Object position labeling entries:
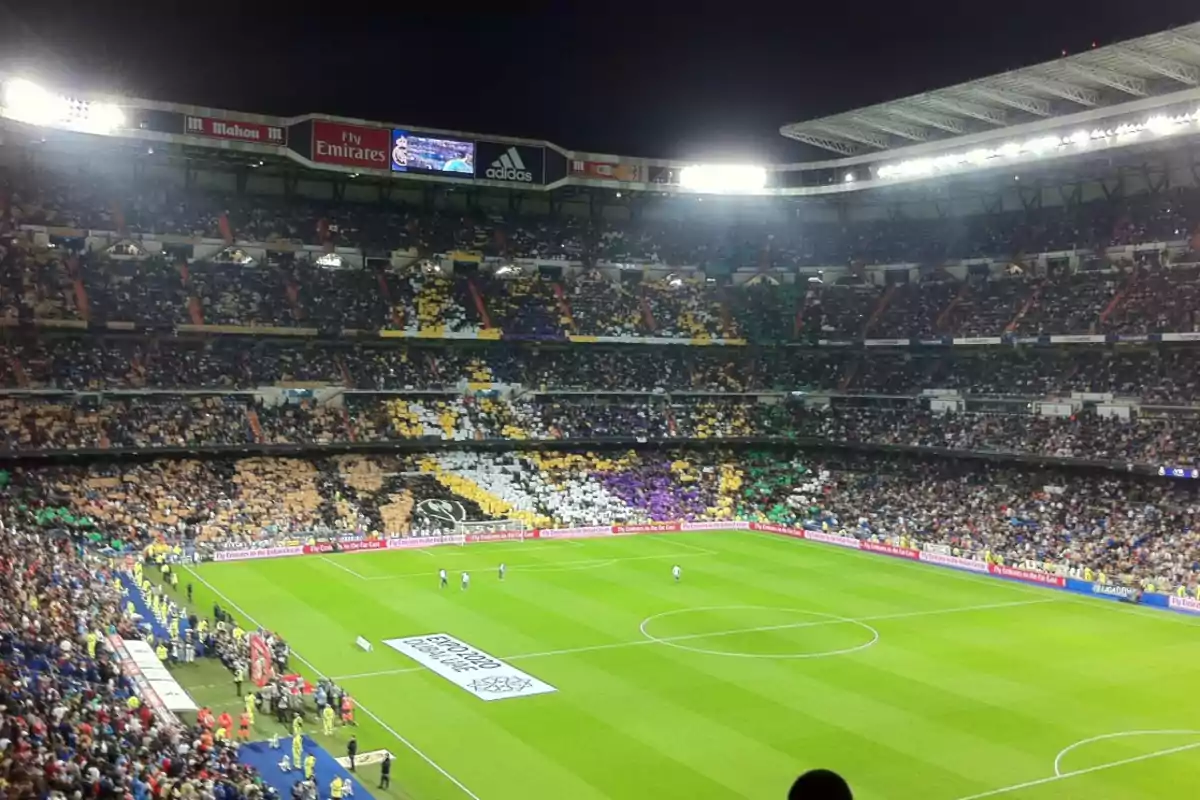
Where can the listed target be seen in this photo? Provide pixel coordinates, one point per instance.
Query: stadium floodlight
(28, 102)
(723, 179)
(1158, 126)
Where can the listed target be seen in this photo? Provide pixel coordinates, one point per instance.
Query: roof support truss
(1110, 78)
(964, 108)
(819, 140)
(901, 130)
(1075, 94)
(1185, 43)
(1027, 103)
(856, 133)
(928, 118)
(1185, 73)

The exercise: Edit the listing above so that every "photo" becomes "image", keeping everything else the same. Leave the pictures out of your answer.

Expected output:
Where can the listed target be seen in this image? Provide pixel coordinates, one point per instance.
Query: stadium floodlight
(28, 102)
(723, 179)
(1158, 126)
Where can the listed target be seen in this image? Provide pixel coordinates, one point per instance.
Query: roof support truss
(1110, 78)
(964, 108)
(819, 140)
(901, 130)
(1075, 94)
(1185, 43)
(1027, 103)
(856, 133)
(928, 118)
(1185, 73)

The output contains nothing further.